TASK DESCRIPTION: Find the string "black" in the records. Copy each line that has it.

Point localization data:
┄┄┄┄┄┄
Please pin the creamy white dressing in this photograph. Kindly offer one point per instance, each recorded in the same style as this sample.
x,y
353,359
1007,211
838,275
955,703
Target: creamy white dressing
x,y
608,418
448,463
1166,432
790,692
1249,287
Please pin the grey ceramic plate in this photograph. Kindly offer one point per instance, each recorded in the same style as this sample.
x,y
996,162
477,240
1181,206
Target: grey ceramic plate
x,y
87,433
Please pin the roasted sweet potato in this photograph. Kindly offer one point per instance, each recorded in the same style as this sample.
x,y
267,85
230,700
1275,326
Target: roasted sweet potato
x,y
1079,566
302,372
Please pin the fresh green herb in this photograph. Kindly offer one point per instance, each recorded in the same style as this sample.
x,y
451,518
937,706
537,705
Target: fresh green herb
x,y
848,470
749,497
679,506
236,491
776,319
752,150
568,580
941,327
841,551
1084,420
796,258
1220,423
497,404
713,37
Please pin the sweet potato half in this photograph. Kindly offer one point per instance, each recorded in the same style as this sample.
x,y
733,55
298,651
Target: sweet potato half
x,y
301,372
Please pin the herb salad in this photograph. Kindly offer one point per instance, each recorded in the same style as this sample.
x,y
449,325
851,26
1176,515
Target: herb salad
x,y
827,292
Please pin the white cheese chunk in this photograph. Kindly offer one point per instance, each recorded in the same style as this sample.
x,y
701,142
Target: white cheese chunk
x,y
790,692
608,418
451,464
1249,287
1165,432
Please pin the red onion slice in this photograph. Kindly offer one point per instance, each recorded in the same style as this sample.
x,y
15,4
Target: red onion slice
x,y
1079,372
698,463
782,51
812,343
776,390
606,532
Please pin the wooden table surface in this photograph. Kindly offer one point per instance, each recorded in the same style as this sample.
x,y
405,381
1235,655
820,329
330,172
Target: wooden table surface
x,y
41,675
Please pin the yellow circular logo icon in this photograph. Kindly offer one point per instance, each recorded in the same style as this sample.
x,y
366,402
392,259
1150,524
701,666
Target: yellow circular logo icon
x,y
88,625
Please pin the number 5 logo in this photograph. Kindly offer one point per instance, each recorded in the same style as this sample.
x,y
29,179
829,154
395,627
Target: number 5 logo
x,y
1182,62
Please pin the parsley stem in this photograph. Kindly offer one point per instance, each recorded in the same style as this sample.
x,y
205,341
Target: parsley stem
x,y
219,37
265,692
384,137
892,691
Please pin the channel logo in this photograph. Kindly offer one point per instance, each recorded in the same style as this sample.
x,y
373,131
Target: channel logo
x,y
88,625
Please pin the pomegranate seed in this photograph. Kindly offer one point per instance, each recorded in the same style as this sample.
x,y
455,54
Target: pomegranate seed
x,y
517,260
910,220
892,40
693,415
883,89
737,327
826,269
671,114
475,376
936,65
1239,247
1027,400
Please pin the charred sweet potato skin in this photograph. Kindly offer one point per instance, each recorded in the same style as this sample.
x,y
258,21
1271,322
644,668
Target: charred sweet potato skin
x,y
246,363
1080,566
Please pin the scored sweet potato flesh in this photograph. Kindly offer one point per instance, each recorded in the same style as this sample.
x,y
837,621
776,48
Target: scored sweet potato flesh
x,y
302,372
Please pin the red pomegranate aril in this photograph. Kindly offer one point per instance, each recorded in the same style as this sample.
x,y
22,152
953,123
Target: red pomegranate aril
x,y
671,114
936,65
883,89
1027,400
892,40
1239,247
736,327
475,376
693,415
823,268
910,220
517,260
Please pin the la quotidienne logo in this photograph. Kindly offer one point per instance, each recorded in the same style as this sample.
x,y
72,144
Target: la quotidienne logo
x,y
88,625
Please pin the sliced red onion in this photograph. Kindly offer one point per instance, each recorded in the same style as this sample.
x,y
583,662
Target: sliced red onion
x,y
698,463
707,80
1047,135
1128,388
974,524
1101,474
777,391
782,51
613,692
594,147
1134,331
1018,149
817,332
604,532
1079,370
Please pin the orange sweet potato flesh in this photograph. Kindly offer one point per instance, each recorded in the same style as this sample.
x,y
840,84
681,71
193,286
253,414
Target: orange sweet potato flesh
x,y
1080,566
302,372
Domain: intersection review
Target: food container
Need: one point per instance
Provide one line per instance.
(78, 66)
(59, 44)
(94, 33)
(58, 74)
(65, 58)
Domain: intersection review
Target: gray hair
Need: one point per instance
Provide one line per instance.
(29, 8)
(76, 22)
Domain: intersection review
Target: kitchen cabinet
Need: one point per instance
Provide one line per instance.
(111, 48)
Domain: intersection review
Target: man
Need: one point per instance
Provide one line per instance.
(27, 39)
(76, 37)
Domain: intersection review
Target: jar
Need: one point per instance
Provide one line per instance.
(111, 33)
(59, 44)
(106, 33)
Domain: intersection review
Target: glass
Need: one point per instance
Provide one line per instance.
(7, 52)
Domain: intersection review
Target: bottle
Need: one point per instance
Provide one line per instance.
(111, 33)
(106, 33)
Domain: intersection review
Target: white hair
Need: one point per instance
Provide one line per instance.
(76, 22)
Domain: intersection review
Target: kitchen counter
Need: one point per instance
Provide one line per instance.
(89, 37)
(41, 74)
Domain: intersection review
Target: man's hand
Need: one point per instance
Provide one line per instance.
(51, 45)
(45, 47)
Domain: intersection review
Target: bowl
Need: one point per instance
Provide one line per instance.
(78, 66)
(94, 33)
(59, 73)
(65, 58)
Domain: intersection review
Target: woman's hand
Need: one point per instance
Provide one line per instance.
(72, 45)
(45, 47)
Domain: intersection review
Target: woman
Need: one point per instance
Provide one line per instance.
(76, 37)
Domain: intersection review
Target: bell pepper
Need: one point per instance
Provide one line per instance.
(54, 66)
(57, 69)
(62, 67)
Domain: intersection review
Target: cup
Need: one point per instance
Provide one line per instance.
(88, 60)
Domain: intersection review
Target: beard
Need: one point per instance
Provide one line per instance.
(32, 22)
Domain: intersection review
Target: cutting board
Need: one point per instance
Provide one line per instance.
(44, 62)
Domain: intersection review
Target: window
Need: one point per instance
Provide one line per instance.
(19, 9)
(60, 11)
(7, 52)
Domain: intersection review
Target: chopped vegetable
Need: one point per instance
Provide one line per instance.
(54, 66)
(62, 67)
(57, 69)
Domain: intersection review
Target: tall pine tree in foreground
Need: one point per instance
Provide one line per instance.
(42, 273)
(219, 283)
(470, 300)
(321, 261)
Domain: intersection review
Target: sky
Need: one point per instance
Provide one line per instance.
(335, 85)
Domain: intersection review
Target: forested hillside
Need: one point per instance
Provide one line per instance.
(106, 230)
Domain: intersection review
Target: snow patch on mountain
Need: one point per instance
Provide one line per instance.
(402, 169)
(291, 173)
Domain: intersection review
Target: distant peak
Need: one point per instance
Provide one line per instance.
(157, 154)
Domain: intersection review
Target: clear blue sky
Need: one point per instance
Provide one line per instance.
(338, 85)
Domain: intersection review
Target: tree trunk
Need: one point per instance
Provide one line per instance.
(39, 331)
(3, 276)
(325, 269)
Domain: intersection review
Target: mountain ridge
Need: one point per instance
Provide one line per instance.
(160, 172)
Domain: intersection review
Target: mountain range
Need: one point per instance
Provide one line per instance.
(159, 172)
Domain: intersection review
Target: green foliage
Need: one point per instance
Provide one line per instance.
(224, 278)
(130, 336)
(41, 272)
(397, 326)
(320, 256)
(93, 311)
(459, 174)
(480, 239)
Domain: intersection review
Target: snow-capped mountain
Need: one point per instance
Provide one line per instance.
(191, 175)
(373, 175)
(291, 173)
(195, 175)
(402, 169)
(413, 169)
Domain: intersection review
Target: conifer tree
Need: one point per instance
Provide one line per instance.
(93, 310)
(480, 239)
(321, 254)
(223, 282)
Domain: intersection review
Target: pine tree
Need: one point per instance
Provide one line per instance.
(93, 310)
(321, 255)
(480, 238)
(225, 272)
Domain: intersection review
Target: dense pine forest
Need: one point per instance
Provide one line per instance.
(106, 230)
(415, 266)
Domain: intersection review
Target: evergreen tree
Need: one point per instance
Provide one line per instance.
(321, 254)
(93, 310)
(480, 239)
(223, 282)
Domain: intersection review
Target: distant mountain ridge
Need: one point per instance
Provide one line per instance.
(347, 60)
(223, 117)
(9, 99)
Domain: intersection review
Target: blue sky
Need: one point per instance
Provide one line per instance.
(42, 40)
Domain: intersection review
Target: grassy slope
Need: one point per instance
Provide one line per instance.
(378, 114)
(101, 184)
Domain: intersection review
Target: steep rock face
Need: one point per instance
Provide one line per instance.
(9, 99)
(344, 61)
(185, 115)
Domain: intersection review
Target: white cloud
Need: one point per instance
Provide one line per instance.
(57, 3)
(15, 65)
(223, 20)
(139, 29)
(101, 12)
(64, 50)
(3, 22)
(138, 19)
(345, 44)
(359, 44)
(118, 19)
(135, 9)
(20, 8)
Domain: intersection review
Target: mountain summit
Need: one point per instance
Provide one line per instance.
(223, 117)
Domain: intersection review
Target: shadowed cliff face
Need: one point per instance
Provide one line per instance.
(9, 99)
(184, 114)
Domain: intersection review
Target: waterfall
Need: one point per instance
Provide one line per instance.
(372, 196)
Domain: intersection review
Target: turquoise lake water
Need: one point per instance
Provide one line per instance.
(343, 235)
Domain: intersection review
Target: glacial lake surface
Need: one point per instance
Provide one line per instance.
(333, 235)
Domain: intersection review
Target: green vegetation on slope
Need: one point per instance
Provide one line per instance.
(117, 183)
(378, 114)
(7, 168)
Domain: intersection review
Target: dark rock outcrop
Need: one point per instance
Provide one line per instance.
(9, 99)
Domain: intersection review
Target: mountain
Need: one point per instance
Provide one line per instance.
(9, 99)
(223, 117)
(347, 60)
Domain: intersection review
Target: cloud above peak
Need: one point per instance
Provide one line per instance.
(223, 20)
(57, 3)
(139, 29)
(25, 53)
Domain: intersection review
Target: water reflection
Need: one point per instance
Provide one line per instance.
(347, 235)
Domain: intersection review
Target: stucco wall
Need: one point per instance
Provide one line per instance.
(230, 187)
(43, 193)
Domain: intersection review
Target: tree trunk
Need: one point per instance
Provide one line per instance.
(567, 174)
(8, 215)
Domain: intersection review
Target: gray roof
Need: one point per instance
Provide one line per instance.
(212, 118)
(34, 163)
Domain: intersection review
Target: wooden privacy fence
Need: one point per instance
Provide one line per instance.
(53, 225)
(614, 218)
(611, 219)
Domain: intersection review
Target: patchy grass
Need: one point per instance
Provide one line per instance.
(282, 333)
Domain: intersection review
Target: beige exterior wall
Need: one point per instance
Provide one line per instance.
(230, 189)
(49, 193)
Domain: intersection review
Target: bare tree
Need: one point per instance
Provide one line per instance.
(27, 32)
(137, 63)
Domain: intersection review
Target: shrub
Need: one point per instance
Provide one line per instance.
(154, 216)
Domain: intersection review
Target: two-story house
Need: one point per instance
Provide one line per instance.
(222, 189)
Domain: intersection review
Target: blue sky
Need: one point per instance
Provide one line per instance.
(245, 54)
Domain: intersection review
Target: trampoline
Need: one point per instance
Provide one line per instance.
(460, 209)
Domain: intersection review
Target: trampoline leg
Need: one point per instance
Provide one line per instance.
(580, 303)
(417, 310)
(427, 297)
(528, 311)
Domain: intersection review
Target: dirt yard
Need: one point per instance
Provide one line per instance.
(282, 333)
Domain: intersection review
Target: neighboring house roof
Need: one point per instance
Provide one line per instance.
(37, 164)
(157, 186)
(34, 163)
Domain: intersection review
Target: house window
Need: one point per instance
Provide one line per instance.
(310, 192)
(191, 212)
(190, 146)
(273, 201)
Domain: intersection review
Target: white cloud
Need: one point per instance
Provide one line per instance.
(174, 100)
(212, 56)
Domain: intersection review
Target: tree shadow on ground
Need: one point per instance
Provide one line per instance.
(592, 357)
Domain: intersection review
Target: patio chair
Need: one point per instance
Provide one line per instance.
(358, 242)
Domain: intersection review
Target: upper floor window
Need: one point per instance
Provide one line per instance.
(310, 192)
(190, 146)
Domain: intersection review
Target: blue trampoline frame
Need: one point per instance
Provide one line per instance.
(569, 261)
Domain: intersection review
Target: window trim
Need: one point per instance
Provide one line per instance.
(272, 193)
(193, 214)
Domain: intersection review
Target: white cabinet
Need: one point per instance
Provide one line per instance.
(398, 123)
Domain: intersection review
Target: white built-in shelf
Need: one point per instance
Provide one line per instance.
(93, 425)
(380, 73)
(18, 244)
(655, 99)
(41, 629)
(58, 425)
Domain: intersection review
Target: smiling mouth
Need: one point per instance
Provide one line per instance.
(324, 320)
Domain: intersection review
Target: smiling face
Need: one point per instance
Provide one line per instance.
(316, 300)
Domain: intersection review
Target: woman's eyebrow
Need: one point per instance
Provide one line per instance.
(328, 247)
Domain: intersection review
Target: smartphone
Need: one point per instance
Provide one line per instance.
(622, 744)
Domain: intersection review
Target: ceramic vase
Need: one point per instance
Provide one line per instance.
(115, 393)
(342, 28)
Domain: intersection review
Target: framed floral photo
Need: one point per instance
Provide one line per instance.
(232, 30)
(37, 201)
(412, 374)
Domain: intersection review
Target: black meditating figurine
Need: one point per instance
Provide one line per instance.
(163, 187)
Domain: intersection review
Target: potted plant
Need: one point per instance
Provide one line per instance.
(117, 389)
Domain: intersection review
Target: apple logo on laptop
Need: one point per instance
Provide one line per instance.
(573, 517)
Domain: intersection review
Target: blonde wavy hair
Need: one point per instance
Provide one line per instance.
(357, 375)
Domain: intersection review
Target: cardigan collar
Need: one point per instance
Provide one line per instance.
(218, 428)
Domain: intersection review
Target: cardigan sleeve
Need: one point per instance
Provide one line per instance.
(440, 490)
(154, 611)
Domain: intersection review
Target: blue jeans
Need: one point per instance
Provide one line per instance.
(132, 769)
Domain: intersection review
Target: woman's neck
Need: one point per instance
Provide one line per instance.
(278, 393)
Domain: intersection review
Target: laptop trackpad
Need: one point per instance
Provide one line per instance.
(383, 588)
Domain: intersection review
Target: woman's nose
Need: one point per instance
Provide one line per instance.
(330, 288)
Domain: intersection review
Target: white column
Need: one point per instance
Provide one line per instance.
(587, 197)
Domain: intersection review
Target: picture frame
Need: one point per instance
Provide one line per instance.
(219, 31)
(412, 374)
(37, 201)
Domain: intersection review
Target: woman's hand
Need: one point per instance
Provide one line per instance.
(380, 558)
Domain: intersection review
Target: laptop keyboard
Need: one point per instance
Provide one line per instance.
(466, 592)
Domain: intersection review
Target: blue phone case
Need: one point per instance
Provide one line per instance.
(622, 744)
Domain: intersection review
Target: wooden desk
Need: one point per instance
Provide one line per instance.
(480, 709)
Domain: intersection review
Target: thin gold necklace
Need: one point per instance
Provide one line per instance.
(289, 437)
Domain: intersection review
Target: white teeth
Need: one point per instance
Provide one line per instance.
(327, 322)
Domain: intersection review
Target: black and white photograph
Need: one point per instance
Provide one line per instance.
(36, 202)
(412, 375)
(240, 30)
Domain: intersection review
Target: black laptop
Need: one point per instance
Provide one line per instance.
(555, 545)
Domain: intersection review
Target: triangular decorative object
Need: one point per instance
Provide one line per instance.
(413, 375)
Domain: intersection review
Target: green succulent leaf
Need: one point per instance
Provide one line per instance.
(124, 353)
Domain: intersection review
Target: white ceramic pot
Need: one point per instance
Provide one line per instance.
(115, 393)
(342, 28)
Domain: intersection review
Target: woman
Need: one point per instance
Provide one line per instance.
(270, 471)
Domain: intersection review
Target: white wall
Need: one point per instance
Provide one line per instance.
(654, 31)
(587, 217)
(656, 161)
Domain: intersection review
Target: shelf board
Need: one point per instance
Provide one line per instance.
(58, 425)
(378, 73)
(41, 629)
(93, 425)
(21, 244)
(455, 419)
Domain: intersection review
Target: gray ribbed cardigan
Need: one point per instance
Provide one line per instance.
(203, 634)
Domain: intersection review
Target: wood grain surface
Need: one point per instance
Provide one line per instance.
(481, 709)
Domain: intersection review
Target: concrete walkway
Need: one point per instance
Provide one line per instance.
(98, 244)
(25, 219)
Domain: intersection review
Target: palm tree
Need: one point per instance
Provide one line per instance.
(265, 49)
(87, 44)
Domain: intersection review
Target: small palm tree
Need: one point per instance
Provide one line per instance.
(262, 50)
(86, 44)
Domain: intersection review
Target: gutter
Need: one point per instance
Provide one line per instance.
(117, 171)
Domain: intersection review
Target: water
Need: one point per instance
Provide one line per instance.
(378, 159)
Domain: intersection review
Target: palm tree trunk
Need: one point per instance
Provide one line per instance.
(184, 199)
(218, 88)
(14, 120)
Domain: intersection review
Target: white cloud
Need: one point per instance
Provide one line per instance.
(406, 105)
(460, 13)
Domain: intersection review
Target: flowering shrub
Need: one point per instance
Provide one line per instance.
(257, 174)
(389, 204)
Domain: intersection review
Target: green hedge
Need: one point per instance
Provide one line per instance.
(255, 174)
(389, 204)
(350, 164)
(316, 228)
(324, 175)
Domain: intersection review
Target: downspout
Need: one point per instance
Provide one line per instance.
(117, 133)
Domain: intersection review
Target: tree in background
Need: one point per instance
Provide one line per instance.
┄┄┄┄┄┄
TASK RESPONSE:
Target: black meditating figurine
Target: black and white photograph
Target: black laptop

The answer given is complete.